Extract provided –

******************************

Menelaus () is a young lunar impact crater located on the southern shore of Mare Serenitatis near the eastern end of the Montes Hæmus mountain range. Its diameter is 27 km. To the southwest is the small crater Auwers, and to the west-southwest is the even smaller Daubrée. To the northeast is a faint rille system named the Rimae Menelaus.

Description
The wall of Menelaus is slightly irregular in outline, with a high, sharp rim and terraced inner walls. The interior has a high albedo that is prominent under high sun angles. There are several ridges on the floor. It also has a moderate ray system, with the most prominent ray aligned to the north-northeast across the Mare Serenitatis. The location of this ray and slightly off-center central peak suggest an impact at a relatively low angle.

******************************

Information given –

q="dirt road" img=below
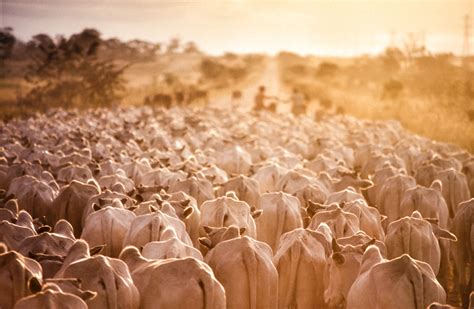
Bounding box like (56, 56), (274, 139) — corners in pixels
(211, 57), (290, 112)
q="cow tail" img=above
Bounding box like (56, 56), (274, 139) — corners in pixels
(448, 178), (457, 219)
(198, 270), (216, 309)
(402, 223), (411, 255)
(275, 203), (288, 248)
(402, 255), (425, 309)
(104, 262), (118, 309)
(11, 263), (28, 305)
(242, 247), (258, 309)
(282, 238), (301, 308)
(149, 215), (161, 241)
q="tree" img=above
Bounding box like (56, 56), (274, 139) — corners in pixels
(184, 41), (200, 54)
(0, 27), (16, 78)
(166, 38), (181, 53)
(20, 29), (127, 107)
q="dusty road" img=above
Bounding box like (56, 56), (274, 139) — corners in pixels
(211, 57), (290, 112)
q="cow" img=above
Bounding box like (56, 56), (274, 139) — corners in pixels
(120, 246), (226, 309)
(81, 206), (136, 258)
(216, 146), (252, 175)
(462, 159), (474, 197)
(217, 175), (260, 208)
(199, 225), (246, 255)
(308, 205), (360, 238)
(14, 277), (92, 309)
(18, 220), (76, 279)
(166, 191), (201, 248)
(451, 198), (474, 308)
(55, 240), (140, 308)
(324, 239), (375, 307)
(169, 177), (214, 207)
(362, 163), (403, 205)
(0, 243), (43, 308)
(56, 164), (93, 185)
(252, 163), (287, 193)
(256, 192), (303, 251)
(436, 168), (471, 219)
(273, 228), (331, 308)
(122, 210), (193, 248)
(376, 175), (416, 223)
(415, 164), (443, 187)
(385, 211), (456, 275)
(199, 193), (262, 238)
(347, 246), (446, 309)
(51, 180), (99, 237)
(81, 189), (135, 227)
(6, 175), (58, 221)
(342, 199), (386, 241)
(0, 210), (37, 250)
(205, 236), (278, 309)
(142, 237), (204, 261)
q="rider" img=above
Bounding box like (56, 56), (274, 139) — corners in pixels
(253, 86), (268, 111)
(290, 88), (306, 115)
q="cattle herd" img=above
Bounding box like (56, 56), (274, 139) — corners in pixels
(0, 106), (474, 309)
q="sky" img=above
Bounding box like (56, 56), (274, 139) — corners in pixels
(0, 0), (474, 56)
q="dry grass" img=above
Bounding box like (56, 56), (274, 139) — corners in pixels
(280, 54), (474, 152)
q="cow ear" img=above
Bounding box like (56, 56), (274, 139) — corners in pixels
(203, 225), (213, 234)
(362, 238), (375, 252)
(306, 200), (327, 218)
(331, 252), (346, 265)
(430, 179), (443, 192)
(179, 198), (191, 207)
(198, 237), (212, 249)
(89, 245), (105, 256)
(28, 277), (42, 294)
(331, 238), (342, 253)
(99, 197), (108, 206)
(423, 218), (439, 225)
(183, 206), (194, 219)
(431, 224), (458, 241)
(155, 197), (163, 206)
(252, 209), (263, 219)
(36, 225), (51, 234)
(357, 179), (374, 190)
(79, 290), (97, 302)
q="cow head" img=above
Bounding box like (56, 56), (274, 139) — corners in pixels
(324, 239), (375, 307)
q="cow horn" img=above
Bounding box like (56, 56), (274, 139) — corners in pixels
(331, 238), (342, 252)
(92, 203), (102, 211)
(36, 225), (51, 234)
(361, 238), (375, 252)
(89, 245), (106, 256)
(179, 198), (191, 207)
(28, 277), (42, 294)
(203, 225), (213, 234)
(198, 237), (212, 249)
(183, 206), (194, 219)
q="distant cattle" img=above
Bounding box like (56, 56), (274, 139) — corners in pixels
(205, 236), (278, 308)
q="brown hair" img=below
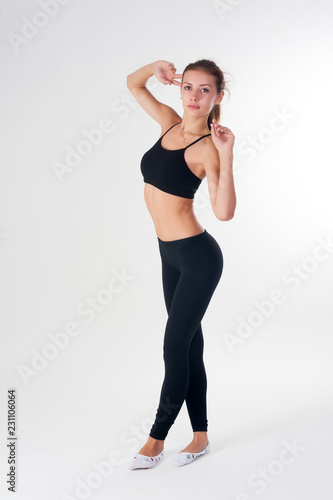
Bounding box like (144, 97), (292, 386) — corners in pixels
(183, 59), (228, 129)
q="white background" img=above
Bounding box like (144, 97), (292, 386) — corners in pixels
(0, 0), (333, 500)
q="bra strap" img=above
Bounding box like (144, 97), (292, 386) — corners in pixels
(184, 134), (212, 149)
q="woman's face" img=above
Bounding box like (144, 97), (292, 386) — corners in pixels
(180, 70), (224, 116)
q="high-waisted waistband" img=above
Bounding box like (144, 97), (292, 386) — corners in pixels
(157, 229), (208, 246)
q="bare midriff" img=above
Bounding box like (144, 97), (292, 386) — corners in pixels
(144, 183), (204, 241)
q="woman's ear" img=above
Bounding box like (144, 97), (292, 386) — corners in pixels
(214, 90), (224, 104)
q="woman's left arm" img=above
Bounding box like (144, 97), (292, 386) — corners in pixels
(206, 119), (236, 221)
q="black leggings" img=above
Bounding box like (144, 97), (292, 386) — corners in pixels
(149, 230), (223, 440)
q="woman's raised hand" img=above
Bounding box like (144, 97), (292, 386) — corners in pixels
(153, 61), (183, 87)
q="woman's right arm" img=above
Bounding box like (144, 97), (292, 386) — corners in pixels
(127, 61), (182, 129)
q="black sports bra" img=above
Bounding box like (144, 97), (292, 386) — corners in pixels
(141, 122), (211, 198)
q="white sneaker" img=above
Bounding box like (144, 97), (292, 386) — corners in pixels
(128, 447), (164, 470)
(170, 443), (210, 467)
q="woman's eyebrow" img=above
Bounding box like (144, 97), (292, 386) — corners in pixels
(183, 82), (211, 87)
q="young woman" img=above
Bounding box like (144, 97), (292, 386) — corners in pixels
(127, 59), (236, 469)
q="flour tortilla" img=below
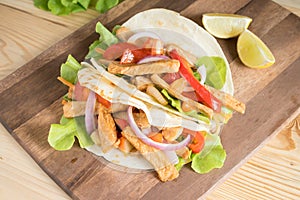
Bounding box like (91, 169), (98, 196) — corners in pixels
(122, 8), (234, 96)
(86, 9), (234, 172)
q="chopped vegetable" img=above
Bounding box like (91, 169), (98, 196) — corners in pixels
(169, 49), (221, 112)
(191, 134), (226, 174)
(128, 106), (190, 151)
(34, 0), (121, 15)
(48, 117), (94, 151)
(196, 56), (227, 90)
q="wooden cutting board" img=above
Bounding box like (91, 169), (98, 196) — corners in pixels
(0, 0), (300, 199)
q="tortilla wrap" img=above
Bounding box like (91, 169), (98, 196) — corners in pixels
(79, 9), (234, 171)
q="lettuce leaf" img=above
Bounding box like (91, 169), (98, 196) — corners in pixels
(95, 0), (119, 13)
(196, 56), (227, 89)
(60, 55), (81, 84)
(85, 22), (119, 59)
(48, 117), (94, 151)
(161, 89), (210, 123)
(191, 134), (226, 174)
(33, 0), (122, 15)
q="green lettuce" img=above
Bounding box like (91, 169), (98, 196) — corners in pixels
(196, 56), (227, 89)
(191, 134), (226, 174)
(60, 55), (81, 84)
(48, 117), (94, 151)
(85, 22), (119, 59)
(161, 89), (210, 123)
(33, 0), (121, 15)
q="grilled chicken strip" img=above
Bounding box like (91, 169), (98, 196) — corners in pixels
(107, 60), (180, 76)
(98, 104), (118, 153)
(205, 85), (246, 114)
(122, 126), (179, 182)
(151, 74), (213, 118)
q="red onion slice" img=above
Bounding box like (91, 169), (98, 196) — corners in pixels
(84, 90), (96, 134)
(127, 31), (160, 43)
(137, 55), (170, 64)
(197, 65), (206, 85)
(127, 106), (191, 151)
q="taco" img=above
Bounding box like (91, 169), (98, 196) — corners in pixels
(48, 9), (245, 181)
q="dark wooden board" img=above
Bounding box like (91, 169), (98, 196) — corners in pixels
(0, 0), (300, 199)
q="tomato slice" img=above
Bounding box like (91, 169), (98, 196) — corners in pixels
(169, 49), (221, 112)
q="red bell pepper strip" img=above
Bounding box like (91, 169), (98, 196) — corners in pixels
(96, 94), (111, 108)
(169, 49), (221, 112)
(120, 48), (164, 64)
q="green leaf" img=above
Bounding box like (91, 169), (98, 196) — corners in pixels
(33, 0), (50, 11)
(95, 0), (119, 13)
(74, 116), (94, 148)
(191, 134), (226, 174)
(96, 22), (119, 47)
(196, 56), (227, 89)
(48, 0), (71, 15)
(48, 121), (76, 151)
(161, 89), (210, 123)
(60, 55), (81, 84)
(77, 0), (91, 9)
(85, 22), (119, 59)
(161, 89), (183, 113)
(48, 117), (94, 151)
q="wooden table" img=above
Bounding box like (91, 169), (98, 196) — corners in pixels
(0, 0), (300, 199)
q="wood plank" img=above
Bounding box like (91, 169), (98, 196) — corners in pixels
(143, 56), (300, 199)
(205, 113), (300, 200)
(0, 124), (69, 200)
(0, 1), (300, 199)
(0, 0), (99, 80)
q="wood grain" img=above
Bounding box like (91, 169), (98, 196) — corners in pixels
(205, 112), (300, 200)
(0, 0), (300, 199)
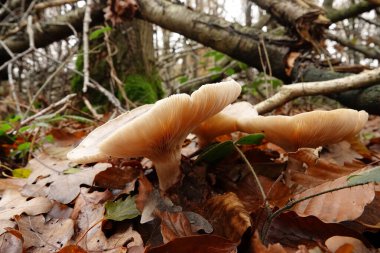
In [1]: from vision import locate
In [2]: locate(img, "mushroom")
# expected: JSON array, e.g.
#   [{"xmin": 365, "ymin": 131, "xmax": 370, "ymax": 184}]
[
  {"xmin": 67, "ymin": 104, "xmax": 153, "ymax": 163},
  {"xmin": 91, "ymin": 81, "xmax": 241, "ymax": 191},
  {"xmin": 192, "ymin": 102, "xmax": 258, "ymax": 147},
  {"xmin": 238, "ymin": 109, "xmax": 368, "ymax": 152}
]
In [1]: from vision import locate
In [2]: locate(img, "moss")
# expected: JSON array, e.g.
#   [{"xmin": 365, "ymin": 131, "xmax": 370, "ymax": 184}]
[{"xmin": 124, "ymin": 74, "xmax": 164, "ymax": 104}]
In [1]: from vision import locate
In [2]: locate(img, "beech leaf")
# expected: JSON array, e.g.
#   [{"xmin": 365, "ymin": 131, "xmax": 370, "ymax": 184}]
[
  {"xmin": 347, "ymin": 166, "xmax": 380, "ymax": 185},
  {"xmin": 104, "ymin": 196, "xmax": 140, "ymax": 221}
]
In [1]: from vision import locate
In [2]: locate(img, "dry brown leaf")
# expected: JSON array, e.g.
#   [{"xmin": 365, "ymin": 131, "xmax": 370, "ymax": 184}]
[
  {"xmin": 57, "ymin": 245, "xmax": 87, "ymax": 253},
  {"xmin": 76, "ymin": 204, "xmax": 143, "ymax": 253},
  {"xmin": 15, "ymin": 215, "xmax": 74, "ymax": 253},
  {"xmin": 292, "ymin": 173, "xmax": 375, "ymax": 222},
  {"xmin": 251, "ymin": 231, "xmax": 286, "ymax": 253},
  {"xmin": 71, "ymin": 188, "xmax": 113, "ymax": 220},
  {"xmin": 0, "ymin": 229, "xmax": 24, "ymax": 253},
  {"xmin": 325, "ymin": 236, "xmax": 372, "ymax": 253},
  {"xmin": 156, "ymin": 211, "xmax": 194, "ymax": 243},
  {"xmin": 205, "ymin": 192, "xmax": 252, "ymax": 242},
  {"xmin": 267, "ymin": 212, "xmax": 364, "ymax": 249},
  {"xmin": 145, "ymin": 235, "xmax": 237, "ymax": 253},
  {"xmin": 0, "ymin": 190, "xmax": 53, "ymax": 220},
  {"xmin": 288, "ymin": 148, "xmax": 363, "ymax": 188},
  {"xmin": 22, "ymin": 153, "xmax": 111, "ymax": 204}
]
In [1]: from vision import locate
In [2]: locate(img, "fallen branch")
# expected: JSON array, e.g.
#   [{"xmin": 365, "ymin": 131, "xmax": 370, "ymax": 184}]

******************************

Required work –
[a] Using the text on the Menelaus crater, decide whether each statement agrees with it: (i) Menelaus is 27 km across; (ii) Auwers lies northeast of Menelaus; (iii) the central peak of Menelaus sits slightly off-center. Answer yes or no for each, quoting the deciding words of the text.
[b] Reproduce word for word the part of the text on the Menelaus crater that opens with the words containing "Menelaus () is" and closes with "relatively low angle.".
[c] Pick up the text on the Menelaus crater after its final sentence and keep writing.
The material has no connection to the text on the Menelaus crater.

Responses in order –
[a]
(i) Yes: "Its diameter is 27 km."
(ii) No: "To the southwest is the small crater Auwers"
(iii) Yes: "slightly off-center central peak"

[b]
Menelaus () is a young lunar impact crater located on the southern shore of Mare Serenitatis near the eastern end of the Montes Hæmus mountain range. Its diameter is 27 km. To the southwest is the small crater Auwers, and to the west-southwest is the even smaller Daubrée. To the northeast is a faint rille system named the Rimae Menelaus.

Description
The wall of Menelaus is slightly irregular in outline, with a high, sharp rim and terraced inner walls. The interior has a high albedo that is prominent under high sun angles. There are several ridges on the floor. It also has a moderate ray system, with the most prominent ray aligned to the north-northeast across the Mare Serenitatis. The location of this ray and slightly off-center central peak suggest an impact at a relatively low angle.

[c]
Names
Menelaus is named after the ancient Greek astronomer Menelaus of Alexandria. Like many of the craters on the Moon's near side, it was given its name by Giovanni Riccioli, whose 1651 nomenclature system has become standardized. Earlier lunar cartographers had given the feature different names. Michael van Langren's 1645 map calls it "Mariae Imp. Rom." after Maria Anna, the Holy Roman Empress. And Johannes Hevelius called it "Byzantium (urbs)" after the city of Byzantium.

Satellite craters
By convention these features are identified on lunar maps by placing the letter on the side of the crater midpoint that is closest to Menelaus.

The following craters have been renamed by the IAU.
 Menelaus S - See Daubrée.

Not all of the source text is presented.